The English language is such a complex system! While I attended graduate school for my Masters in Speech Science, I didn't think I was ever going to get through development of, or the system of our language. It was definitely a love/hate relationship! In those years, I learned words have meaning - in sooooo many different ways.
My husband, to this day, tells my son on every consultative conversation they have: "Your words have meaning, son - make sure you are saying the right thing - you need to convey exactly what you mean"; or on every 'man-to-man' discussion, "Your words have meaning - make sure you don't hurt the person you are talking to. . .'
As the years keep moving by, I've realized (once again) how much language matters and how so very important it is to tell parents and the students I work with. . . words have meaning.
As baby develops, language and speech develop. They learn (as a part of brain development) their sounds and voice convey a message because some noise always gets them noticed. A caregiver knows the baby's language and speech are developing because they have learned that each message is evolving into something they understand!
Those individuals with a hearing loss, lose some of that information and lose it at varying degrees depending on onset of loss and degree of loss, but words still have meaning. . . . that doesn't change.
So I teach children and parents to convey that meaning early on. . . in varying situations. . . in a 1000 different ways. As an activity is introduced within a therapy session, I always write in my notes how to use or implement at home. From there, the parent and I brainstorm about how to incorporate into other areas of life, activities and/or language - because words have meaning. i.e. 'up' - pick me up, let's go up, put up, pick up (noun vs. verb - think about it!), dress up, move up. . . it's exhausting! Of course start with what you do for the baby first, but think of introducing all those other language, speech, idioms as the baby gets older and is a child, tween, teen, adult!

[Dataset excerpts]
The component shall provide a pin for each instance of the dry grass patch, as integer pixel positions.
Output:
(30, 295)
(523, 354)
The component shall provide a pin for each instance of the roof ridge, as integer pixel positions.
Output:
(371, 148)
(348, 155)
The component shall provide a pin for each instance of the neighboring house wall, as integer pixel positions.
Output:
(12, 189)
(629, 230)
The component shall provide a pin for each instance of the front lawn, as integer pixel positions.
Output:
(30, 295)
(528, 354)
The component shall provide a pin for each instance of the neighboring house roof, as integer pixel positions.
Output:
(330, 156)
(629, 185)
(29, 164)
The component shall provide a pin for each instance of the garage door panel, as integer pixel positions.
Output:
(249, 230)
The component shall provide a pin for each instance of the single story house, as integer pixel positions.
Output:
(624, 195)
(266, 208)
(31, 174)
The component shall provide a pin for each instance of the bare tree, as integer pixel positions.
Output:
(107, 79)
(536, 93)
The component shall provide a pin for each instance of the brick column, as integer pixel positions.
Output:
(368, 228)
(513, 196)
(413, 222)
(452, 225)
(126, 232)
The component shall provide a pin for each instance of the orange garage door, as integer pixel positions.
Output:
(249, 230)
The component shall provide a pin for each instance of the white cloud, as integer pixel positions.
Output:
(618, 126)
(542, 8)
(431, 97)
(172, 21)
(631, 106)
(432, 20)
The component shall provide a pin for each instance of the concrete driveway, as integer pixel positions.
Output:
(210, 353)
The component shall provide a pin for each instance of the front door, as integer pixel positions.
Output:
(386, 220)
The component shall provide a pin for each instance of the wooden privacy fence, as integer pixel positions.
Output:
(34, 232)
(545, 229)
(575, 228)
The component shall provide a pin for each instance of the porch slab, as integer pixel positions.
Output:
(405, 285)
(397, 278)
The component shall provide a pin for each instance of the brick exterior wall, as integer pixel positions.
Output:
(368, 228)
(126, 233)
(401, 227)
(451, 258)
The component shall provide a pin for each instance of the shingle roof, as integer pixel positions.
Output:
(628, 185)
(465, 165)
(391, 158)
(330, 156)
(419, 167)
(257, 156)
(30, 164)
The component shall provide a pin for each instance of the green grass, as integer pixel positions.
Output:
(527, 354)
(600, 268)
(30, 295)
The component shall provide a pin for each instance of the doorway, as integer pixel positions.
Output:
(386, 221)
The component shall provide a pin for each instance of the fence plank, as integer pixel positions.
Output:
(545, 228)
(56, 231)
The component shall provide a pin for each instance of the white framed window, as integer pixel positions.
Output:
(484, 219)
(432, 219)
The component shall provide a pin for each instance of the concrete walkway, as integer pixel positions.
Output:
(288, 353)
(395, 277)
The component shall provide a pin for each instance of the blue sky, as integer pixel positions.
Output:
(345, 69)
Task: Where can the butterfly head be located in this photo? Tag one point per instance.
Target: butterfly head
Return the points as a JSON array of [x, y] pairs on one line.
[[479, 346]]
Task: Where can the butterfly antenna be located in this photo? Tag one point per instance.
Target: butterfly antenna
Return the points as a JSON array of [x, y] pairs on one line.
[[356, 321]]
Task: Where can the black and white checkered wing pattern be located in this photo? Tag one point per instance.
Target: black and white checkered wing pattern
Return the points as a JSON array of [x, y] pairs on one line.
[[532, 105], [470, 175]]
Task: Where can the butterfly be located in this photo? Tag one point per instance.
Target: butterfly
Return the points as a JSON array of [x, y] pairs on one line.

→ **Work order**:
In the text about words having meaning, what graduate degree was the writer pursuing?

→ **Exercise solution**:
A Masters in Speech Science.